Quoted text —
-- start --

Slaying Material and Supply Chain Woes

Technology providers are attacking this issue in many ways. Some prefer to focus on a simplified solution for a specific pain point, while others are delivering a full-featured logistics management system.

Simplified solutions include BitRip, an easier and more effective solution than QR codes and bar coding. BitRip is a tape roll of unique code-based imagery that you can tear off and apply to any asset (materials, tools, equipment), log with their mobile web app, and track the chain of custody. The simplicity of ripping off a piece of tape and an easy mobile app make this a scalable solution across many company and project sizes.

Voyage Control is an Australian-based logistics management platform that was initially developed for the events industry, but people quickly realized there was an opportunity to help lead the construction industry. The platform is a full-feature, mobile device friendly job site logistics management solution that includes delivery scheduling and monitoring, broad transportation management, and materials management.

Looking Ahead

These are just a sample of some of the newer technologies that are receiving venture investment and early traction to tackle old problems in new ways, or new problems quickly. Still, hurdles are abundant in the overall technological evolution of construction. Because of the proliferation of ideas, R&D, venture capital, and new solutions, the industry is confused about what technology is best suited to meet its needs. The construction industry now has approximately 30 categories of technology, all seeking to improve the business and project performance of their customers. The rigor and pace of change is at odds with an industry that has little time, single-digit margins, and eroding backlog. However, over time, the technology solutions that prove their worth will rise to the top, just as contractors continue to build out their technology teams and processes for conducting pilots and implementing solutions.

-- end --

Reproduce the passage of the construction technology text between "Technology providers are" and "logistics management system.", inclusive. The items that come next are separate from the construction technology text.

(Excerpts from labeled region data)
-- start --

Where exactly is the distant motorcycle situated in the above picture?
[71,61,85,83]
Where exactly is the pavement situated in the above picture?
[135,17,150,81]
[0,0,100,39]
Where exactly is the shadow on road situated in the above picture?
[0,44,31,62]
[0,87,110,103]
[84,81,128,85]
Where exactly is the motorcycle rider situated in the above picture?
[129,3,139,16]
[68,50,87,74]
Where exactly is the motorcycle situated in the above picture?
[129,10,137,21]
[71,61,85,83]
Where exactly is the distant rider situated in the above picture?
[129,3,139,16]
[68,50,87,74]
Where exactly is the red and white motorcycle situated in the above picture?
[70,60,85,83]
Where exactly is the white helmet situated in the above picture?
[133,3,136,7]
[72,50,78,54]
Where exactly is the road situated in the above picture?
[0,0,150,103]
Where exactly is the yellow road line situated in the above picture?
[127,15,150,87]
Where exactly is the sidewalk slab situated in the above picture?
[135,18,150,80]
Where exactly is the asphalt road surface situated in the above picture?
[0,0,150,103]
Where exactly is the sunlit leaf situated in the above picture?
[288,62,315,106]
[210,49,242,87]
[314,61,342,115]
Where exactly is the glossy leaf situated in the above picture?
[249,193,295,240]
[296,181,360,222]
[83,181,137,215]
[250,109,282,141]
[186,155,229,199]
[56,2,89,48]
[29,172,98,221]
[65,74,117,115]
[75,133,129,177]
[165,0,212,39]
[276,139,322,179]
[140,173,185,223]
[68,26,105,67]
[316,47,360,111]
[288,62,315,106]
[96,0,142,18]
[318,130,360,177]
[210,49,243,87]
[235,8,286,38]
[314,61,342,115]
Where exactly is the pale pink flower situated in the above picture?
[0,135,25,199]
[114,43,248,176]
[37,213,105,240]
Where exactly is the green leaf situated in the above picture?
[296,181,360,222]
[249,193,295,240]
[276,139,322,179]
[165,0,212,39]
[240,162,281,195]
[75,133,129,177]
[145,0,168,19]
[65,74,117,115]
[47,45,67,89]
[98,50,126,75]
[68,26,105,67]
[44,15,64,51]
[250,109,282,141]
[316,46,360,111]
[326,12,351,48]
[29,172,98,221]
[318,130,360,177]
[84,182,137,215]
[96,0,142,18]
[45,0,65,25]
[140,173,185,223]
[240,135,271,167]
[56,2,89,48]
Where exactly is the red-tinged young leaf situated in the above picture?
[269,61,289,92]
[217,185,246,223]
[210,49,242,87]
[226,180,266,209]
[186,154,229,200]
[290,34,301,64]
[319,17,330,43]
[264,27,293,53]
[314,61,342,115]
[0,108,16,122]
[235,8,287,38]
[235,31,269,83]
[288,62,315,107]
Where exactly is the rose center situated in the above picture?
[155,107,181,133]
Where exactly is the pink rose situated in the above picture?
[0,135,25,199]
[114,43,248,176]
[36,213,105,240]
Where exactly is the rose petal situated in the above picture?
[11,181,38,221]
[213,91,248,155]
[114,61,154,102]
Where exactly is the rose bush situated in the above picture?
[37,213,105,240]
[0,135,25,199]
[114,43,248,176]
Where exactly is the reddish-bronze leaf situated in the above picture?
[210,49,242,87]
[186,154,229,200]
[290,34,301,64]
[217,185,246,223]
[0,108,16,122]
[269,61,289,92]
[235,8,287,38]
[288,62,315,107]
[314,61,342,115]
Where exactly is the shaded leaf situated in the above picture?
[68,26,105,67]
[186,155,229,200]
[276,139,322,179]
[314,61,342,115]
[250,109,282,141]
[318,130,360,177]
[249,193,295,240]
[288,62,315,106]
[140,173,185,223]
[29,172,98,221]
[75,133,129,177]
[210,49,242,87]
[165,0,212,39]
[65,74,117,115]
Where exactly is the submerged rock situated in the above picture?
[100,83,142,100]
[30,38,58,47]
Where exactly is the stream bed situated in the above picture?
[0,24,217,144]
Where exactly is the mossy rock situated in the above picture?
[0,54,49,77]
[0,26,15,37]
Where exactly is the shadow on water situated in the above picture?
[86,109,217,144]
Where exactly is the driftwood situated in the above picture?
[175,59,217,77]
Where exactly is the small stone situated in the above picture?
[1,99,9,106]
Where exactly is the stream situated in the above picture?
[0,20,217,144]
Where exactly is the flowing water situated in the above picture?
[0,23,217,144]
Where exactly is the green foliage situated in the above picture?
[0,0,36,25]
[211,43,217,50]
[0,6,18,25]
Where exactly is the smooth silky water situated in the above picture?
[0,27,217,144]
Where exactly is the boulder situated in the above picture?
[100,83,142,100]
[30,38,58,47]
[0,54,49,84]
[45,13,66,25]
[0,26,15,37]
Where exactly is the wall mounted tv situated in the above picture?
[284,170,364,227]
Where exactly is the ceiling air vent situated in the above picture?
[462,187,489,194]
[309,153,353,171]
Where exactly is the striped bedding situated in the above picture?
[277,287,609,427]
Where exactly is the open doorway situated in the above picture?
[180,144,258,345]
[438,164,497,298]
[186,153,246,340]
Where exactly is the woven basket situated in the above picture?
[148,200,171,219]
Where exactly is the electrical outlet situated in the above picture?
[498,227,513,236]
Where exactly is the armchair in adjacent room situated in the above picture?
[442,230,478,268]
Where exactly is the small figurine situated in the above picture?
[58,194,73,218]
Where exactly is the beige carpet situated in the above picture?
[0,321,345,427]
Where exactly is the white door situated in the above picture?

-- end --

Exercise response —
Technology providers are attacking this issue in many ways. Some prefer to focus on a simplified solution for a specific pain point, while others are delivering a full-featured logistics management system.